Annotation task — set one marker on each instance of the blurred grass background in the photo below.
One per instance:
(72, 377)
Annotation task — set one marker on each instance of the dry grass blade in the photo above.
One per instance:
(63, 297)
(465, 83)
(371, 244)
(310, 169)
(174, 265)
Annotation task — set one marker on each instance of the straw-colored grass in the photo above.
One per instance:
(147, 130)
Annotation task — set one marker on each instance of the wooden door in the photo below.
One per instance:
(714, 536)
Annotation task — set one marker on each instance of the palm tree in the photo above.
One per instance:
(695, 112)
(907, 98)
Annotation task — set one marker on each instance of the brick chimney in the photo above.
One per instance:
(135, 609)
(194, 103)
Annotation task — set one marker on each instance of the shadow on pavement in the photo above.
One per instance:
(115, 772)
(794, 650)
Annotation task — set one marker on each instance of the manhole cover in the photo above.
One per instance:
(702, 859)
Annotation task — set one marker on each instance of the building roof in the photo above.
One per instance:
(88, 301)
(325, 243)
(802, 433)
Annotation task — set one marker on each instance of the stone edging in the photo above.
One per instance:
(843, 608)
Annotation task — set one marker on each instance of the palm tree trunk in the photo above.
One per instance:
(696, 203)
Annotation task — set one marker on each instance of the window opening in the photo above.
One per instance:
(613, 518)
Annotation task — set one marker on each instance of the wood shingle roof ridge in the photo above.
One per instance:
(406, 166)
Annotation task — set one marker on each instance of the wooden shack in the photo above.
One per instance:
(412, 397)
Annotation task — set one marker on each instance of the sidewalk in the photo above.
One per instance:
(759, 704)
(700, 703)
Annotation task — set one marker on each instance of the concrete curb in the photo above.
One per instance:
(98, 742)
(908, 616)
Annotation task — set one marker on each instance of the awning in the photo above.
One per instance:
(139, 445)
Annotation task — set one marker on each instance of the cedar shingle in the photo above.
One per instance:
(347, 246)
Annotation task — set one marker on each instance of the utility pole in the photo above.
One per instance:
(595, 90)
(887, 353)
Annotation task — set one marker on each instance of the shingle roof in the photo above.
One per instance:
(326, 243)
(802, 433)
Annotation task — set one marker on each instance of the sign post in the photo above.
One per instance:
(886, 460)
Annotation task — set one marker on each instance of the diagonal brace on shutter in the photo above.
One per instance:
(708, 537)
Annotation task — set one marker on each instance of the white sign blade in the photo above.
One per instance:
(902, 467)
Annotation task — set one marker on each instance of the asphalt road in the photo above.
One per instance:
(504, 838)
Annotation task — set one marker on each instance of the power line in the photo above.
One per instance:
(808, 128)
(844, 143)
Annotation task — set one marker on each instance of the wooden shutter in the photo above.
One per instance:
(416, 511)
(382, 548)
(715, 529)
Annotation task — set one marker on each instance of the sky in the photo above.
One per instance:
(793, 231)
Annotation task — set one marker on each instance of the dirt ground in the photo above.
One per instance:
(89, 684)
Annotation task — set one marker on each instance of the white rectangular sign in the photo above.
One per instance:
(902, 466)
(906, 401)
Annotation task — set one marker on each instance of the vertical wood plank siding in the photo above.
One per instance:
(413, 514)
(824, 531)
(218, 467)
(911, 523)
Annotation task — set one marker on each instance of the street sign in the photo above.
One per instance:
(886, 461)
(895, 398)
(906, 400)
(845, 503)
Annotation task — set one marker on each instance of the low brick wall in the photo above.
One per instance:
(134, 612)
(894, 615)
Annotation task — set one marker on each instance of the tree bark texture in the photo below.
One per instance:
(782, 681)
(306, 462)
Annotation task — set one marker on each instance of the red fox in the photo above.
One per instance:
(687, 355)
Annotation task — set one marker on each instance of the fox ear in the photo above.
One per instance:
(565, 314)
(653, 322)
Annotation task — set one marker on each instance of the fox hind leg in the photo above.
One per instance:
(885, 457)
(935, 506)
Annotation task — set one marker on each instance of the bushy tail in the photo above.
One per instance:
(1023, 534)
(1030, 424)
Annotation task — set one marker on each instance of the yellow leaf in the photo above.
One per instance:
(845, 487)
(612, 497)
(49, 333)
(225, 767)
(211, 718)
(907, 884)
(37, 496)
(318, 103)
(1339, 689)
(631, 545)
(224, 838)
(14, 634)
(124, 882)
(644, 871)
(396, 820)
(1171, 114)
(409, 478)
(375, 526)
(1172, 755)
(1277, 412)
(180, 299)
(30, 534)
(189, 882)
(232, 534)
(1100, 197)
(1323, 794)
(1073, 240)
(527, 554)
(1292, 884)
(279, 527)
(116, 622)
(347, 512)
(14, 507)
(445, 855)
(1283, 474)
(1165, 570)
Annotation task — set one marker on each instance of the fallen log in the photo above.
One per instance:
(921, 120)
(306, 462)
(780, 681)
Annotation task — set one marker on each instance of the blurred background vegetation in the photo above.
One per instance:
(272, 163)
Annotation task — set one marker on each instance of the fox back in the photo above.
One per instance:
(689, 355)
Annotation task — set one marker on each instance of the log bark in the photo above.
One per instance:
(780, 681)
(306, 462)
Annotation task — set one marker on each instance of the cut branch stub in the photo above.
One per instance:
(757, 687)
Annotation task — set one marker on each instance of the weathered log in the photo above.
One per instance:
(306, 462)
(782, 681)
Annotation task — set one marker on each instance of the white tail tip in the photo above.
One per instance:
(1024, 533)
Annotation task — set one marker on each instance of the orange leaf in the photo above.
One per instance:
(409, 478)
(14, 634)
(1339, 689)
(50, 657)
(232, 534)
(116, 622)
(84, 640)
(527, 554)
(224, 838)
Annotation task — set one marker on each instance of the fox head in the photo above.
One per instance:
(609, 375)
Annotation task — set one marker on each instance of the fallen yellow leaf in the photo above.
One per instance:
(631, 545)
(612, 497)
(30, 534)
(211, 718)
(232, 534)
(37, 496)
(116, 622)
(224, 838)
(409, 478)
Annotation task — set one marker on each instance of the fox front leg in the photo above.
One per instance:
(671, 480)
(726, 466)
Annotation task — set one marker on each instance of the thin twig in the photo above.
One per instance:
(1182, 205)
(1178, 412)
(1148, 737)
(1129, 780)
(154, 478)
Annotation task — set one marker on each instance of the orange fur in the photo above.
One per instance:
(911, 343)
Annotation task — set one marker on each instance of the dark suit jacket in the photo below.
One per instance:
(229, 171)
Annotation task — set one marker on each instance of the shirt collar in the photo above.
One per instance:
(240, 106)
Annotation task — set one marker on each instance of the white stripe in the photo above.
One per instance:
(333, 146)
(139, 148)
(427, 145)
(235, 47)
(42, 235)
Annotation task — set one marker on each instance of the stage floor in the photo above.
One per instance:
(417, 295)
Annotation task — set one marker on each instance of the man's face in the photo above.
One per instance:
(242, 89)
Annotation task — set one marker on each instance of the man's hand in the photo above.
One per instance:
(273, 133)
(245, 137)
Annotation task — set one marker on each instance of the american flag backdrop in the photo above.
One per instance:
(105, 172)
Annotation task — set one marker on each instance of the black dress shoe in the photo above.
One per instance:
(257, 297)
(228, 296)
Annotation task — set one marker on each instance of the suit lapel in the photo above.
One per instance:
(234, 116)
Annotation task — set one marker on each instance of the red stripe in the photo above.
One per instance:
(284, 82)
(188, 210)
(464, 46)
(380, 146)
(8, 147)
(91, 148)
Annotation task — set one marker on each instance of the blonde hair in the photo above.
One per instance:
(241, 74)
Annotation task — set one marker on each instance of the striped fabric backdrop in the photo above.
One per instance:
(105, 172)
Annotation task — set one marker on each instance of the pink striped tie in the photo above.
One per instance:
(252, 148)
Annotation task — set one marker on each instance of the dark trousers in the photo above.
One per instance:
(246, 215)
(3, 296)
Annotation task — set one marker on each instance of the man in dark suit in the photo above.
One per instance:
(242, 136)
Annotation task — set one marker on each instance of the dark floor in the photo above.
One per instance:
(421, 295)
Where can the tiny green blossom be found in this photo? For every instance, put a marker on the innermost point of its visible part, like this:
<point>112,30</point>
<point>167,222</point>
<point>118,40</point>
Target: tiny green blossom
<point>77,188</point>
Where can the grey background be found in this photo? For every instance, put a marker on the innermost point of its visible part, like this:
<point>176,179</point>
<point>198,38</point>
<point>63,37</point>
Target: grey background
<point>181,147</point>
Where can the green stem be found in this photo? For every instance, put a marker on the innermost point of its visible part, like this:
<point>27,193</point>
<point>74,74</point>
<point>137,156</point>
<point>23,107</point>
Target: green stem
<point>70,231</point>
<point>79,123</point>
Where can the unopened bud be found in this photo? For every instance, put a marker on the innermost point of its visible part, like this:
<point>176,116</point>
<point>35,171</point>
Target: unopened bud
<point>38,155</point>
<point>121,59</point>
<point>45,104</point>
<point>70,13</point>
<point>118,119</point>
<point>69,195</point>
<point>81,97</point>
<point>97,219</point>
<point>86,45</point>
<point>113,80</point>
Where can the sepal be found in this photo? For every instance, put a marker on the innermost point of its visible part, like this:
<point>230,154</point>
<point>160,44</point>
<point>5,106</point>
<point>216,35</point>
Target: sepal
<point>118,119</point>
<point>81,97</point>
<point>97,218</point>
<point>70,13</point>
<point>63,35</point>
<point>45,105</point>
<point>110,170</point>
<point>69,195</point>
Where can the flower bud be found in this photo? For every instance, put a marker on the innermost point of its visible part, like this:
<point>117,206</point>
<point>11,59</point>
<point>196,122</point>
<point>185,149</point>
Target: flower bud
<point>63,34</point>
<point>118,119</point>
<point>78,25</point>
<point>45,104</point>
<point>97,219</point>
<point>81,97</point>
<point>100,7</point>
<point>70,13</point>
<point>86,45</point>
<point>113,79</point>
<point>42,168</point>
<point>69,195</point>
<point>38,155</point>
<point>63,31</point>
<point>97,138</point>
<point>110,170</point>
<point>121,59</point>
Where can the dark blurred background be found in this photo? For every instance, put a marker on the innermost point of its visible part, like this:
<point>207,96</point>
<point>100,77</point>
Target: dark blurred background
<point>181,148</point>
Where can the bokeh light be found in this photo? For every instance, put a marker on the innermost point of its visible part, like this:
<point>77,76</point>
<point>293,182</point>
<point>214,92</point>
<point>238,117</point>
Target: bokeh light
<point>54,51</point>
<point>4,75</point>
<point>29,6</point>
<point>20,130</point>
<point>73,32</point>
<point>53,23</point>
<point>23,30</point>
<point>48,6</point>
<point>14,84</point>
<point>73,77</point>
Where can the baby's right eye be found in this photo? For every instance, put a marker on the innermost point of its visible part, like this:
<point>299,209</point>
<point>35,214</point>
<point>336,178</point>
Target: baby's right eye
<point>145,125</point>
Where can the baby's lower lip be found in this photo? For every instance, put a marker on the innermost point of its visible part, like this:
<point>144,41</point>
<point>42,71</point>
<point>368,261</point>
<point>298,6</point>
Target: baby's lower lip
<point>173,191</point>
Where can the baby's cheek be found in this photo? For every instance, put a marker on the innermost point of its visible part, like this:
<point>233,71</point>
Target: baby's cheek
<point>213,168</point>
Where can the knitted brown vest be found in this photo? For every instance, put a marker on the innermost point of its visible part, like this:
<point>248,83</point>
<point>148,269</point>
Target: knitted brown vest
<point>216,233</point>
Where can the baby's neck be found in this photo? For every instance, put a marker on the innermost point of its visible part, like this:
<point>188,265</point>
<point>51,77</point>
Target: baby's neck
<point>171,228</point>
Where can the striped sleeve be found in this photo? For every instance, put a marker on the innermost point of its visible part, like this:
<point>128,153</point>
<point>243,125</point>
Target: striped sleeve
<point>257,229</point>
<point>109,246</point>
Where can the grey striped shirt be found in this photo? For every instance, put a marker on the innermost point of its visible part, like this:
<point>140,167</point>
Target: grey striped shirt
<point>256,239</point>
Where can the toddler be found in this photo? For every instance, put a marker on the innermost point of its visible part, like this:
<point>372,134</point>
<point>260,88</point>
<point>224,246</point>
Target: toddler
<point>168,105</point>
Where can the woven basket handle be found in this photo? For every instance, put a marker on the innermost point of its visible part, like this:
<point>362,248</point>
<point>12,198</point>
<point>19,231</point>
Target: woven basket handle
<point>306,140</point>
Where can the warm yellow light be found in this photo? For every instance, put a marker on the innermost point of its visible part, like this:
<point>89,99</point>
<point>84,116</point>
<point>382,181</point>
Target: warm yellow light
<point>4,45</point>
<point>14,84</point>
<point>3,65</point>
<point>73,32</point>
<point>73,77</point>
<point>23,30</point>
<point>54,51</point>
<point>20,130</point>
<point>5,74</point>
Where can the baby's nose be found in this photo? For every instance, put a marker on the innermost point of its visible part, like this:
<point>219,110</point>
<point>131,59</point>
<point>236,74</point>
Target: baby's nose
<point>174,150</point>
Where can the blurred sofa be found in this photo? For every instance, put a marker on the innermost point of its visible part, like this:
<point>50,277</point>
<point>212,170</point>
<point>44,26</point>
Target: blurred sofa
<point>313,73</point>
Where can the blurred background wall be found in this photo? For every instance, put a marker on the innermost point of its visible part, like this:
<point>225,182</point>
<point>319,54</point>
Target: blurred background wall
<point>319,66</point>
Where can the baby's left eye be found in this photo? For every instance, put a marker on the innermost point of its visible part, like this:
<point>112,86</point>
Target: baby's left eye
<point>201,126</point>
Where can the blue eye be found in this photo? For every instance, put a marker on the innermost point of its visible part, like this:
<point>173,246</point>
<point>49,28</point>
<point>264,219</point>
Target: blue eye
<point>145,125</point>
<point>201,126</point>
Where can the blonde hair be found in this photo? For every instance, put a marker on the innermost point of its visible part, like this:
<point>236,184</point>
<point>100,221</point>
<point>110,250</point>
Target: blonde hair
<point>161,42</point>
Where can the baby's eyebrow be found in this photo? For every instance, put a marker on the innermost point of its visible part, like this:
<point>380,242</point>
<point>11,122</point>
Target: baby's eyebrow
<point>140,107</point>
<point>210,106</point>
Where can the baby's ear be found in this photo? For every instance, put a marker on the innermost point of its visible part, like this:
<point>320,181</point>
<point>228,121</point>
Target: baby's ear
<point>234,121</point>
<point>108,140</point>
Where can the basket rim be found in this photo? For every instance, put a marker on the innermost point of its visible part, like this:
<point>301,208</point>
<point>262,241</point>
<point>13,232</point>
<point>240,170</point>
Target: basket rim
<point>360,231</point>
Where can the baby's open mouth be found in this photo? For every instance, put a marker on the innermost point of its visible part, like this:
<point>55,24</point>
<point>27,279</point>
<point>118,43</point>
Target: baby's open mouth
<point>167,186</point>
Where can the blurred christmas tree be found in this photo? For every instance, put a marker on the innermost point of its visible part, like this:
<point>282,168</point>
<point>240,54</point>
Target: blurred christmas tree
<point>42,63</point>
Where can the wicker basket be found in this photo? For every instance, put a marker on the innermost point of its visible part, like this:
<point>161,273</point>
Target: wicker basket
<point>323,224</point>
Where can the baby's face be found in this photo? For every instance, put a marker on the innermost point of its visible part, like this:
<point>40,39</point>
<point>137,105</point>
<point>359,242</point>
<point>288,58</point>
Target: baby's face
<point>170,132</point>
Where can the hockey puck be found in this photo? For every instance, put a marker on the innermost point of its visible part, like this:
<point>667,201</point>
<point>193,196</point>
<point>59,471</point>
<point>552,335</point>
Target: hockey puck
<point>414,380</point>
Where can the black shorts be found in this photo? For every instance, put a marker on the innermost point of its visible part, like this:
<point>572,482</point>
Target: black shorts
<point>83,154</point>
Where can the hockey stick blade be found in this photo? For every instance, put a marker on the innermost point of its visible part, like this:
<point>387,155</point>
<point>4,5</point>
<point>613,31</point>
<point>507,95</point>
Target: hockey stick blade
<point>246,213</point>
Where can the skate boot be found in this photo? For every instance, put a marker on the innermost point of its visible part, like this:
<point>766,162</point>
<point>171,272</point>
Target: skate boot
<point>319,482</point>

-------------------------

Aggiorna il tratto che va dalla riga contenente "Where can the baby's open" fino alla riga contenente "<point>246,213</point>", estremi inclusi, sostituendo "wicker basket" con "woven basket" e lasciando invariato tutto il resto.

Where can the baby's open mouth be found in this photo? For every instance, put a marker on the innermost point of its visible part, like this:
<point>55,24</point>
<point>27,279</point>
<point>118,43</point>
Target: baby's open mouth
<point>167,186</point>
Where can the blurred christmas tree be found in this photo? For every instance, put a marker on the innermost point of its visible part, like this:
<point>282,168</point>
<point>240,54</point>
Target: blurred christmas tree
<point>42,63</point>
Where can the woven basket be found in this photo? For every instance, put a marker on the innermost point of its visible part, like this:
<point>161,273</point>
Target: woven basket
<point>323,224</point>
Where can the baby's face be found in this photo? For every instance, put a marker on the innermost point of its visible part, like this:
<point>40,39</point>
<point>137,105</point>
<point>359,242</point>
<point>288,58</point>
Target: baby's face
<point>170,132</point>
Where can the hockey puck be found in this photo? For every instance, put a marker on the innermost point of its visible part, like this:
<point>667,201</point>
<point>193,196</point>
<point>59,471</point>
<point>552,335</point>
Target: hockey puck
<point>414,380</point>
Where can the black shorts be found in this photo? For every instance, put a marker on the innermost point of its visible part, like this:
<point>572,482</point>
Target: black shorts
<point>83,154</point>
Where can the hockey stick blade be found in this photo? For every instance, put a marker on the innermost point of its visible part, like this:
<point>387,155</point>
<point>4,5</point>
<point>613,31</point>
<point>507,95</point>
Target: hockey stick blade
<point>246,213</point>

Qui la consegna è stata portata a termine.